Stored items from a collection
↓
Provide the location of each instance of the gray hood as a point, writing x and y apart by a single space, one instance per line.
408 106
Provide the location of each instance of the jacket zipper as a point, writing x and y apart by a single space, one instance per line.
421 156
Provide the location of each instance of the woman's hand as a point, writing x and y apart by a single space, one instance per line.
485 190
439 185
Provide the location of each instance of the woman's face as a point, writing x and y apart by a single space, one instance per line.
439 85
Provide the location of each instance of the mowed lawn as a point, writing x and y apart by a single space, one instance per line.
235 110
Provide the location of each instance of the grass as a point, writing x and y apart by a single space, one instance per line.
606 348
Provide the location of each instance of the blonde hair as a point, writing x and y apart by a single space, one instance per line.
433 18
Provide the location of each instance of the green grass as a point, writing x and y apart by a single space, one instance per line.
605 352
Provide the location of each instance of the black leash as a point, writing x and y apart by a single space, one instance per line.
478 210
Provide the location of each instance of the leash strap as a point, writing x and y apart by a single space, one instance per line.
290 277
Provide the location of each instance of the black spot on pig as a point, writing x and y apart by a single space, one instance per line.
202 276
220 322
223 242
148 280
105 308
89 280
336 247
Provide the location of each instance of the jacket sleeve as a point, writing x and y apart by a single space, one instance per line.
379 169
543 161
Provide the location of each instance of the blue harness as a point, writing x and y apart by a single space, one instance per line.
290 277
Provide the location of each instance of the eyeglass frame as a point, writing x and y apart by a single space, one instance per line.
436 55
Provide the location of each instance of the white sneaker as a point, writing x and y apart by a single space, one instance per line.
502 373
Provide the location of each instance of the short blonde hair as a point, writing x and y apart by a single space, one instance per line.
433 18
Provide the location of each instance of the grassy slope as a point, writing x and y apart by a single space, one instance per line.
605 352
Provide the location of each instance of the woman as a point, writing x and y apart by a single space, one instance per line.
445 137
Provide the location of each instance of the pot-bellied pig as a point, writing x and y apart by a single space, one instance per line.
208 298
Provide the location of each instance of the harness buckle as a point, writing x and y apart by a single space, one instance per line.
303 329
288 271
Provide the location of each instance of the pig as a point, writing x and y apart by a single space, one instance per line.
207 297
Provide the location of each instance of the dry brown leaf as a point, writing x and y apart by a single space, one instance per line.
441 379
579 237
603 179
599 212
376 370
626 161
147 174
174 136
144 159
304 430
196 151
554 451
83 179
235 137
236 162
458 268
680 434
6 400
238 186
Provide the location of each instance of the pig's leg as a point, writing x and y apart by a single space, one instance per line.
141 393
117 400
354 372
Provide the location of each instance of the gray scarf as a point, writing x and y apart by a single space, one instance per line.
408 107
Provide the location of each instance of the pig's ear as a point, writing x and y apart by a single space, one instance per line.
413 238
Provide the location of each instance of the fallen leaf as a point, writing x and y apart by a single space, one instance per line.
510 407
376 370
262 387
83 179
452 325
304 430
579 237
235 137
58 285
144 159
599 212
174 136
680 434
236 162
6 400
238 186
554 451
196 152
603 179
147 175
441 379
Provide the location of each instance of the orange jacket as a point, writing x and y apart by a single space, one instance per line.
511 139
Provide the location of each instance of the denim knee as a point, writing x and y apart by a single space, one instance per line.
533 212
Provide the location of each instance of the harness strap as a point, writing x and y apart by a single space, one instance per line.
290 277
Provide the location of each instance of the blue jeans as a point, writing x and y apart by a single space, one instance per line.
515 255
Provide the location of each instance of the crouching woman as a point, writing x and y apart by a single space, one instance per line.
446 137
↑
↓
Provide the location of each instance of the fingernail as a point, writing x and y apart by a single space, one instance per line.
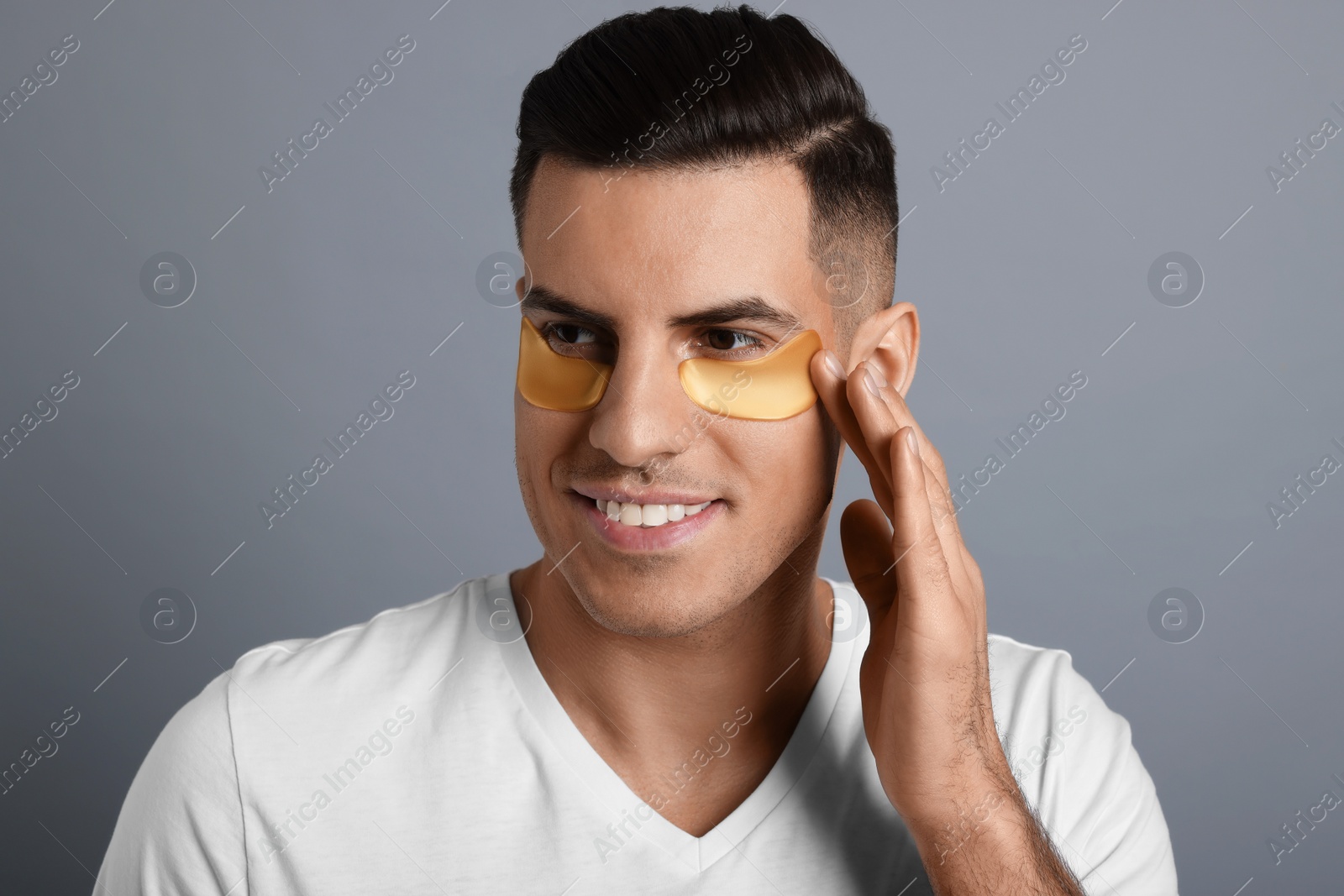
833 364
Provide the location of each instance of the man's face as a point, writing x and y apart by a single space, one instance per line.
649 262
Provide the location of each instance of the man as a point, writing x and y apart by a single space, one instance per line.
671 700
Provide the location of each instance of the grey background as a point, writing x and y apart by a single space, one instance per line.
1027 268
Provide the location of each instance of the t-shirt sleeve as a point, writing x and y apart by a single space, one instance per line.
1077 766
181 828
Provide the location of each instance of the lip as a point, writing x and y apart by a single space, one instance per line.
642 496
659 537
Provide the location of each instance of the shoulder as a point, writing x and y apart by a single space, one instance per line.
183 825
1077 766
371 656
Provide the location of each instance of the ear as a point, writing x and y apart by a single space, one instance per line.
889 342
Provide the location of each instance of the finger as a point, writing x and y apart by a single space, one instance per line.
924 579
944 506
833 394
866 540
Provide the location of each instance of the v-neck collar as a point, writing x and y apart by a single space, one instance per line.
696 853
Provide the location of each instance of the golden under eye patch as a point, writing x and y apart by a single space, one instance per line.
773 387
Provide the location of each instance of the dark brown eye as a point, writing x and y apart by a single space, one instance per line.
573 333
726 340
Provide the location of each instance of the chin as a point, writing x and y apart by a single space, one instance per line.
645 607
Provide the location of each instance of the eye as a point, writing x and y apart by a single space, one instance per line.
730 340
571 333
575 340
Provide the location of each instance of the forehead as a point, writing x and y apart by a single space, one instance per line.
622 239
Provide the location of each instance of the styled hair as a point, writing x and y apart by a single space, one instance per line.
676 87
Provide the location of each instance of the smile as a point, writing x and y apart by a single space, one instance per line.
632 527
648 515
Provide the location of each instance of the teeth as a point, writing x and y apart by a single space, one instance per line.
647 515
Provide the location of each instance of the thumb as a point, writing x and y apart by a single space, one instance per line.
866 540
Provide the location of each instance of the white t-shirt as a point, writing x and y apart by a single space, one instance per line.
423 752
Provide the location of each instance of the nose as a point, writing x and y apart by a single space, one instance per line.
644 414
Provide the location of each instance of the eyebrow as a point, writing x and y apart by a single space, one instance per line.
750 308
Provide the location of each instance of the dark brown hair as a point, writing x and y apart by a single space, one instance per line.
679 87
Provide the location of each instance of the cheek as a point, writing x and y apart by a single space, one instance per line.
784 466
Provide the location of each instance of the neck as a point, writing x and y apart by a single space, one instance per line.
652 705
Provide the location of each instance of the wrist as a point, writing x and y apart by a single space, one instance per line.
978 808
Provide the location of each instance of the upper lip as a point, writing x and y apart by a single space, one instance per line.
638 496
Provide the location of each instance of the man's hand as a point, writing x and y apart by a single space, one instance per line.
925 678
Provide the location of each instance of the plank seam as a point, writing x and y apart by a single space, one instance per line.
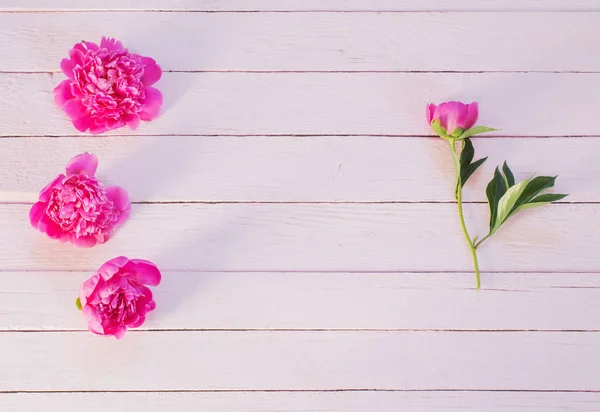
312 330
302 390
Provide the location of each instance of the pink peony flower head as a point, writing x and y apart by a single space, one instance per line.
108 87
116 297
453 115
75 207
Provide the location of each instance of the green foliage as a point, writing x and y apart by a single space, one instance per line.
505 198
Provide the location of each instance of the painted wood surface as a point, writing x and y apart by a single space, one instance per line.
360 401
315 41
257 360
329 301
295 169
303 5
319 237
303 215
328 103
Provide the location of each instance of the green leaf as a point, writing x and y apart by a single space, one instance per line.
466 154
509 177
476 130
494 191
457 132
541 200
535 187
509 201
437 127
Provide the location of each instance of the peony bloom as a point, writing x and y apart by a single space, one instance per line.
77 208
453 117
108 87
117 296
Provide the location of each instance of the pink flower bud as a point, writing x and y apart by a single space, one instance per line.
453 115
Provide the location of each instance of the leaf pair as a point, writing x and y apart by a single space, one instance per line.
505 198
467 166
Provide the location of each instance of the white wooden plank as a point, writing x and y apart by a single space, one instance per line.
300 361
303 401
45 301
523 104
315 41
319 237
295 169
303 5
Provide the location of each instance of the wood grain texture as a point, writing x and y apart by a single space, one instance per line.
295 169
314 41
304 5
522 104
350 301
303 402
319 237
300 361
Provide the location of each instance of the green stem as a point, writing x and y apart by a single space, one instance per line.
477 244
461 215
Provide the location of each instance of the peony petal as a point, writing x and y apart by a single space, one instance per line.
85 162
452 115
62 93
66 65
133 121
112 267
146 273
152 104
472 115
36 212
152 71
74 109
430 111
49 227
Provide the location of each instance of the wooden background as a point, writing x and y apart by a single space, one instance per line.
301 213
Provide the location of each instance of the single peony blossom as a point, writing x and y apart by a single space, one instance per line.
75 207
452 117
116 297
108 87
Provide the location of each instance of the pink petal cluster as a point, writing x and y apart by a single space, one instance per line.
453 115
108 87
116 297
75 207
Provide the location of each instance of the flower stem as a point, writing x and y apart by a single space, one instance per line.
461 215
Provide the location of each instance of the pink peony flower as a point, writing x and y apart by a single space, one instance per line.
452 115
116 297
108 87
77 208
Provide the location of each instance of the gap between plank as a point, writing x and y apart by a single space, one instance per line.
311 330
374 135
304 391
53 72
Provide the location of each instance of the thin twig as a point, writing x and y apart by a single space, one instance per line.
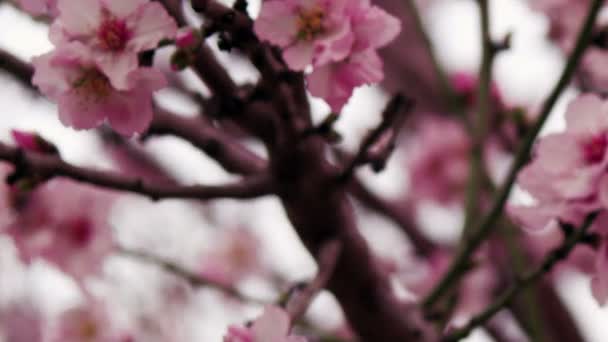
↑
↓
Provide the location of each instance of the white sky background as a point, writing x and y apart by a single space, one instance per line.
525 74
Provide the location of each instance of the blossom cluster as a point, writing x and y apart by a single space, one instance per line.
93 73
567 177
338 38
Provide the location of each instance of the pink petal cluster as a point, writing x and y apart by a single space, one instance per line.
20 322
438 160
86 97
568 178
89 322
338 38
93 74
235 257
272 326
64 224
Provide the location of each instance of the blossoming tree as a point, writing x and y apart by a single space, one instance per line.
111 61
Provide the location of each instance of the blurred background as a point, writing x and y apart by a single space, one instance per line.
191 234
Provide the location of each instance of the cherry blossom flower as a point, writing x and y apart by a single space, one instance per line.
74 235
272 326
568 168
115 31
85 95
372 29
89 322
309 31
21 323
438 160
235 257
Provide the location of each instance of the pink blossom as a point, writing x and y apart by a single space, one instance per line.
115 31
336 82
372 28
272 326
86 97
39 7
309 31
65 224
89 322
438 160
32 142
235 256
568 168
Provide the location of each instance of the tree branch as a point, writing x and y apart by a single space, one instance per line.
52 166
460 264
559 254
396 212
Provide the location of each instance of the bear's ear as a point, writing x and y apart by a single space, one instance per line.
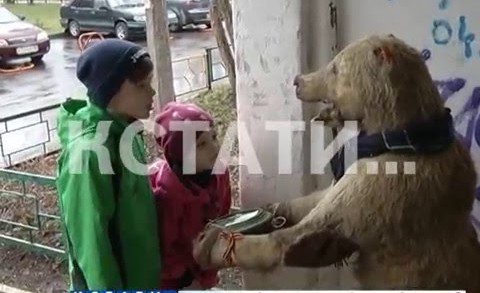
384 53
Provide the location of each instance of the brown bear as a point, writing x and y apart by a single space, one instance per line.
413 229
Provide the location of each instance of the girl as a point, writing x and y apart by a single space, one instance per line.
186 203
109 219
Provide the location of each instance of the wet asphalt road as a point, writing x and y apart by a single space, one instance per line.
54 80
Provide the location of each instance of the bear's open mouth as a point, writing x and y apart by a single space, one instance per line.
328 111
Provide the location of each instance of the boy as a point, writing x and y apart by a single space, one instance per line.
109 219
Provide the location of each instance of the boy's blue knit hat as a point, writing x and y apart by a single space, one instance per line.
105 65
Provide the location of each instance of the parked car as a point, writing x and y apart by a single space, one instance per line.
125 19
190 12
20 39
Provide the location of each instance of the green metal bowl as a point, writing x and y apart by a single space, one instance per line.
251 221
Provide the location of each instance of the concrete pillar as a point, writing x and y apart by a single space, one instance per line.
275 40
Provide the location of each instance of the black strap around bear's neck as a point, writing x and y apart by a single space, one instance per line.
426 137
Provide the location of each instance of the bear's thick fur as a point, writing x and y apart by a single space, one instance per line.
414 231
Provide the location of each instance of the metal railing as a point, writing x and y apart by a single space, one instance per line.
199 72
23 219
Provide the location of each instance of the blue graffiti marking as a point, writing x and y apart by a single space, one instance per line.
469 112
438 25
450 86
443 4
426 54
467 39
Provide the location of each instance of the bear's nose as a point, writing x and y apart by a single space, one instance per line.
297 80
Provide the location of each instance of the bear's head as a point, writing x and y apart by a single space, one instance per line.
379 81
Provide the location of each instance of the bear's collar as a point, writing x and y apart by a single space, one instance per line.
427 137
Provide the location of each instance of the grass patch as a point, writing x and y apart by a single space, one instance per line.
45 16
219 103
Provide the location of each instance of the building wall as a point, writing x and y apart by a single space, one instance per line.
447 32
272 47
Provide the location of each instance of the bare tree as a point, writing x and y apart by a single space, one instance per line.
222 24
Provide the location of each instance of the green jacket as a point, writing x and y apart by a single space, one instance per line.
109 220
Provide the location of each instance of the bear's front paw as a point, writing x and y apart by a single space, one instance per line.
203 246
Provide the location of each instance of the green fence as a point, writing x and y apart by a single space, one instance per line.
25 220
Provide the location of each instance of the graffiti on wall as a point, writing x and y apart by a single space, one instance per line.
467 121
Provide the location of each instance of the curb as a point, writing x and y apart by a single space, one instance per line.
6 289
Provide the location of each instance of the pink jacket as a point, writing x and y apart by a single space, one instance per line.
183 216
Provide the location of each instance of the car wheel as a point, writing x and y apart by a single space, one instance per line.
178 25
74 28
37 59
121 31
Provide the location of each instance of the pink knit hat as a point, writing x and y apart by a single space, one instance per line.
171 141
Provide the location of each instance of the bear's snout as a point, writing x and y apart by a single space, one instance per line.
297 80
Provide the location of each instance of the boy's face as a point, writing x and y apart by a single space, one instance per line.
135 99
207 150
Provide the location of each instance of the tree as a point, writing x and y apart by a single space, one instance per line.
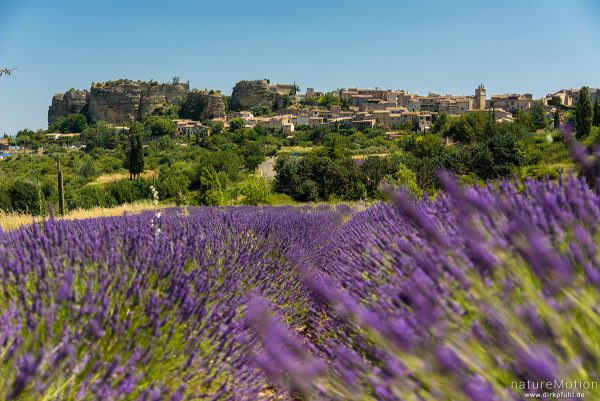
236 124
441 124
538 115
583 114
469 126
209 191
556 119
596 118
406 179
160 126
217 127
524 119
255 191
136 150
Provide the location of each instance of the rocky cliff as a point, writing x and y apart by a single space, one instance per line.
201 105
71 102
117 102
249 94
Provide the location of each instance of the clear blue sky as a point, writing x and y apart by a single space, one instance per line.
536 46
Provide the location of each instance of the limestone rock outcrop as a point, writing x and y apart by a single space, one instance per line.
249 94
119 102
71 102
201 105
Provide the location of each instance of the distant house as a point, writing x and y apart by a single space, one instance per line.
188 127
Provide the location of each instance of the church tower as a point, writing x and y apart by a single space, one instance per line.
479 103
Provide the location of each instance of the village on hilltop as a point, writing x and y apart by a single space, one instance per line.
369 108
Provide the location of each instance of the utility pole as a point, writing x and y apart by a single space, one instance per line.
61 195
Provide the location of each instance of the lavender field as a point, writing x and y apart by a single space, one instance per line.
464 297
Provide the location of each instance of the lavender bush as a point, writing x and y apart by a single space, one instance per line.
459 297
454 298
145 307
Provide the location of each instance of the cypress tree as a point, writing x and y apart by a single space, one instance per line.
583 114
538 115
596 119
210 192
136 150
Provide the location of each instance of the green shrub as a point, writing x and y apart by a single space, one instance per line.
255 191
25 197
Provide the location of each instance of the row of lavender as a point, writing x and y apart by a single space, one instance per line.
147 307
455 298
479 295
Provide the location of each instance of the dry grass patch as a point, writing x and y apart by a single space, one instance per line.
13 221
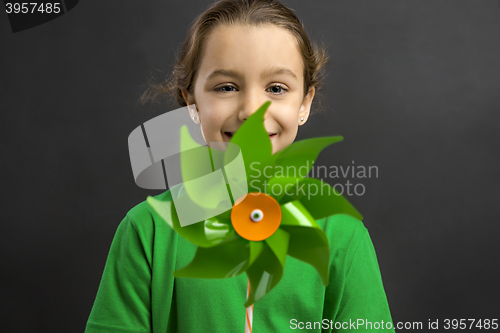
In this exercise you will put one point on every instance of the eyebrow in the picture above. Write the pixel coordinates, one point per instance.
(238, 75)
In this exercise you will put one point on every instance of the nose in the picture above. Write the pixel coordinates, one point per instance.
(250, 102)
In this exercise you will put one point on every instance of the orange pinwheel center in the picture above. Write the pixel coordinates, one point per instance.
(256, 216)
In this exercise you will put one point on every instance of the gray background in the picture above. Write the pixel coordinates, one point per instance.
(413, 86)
↑
*Your objective*. The required answer is the exact run of lines above starting at the line with "peony flower as" and ending at the line with "Provide the location of each instance of the thin", with both ends present.

*Solved problem*.
Provide the location of each instance of the pink peony flower as a point, writing x and y apart by a single space, one instance per line.
452 115
116 297
108 87
77 208
Provide the location of each instance of the gap between plank as a point, writing x and y apart by a single space, one instance per line.
311 330
374 135
304 391
53 72
Provide the location of each instance of the thin twig as a point, writing x and y apart by a single space, one instance per line.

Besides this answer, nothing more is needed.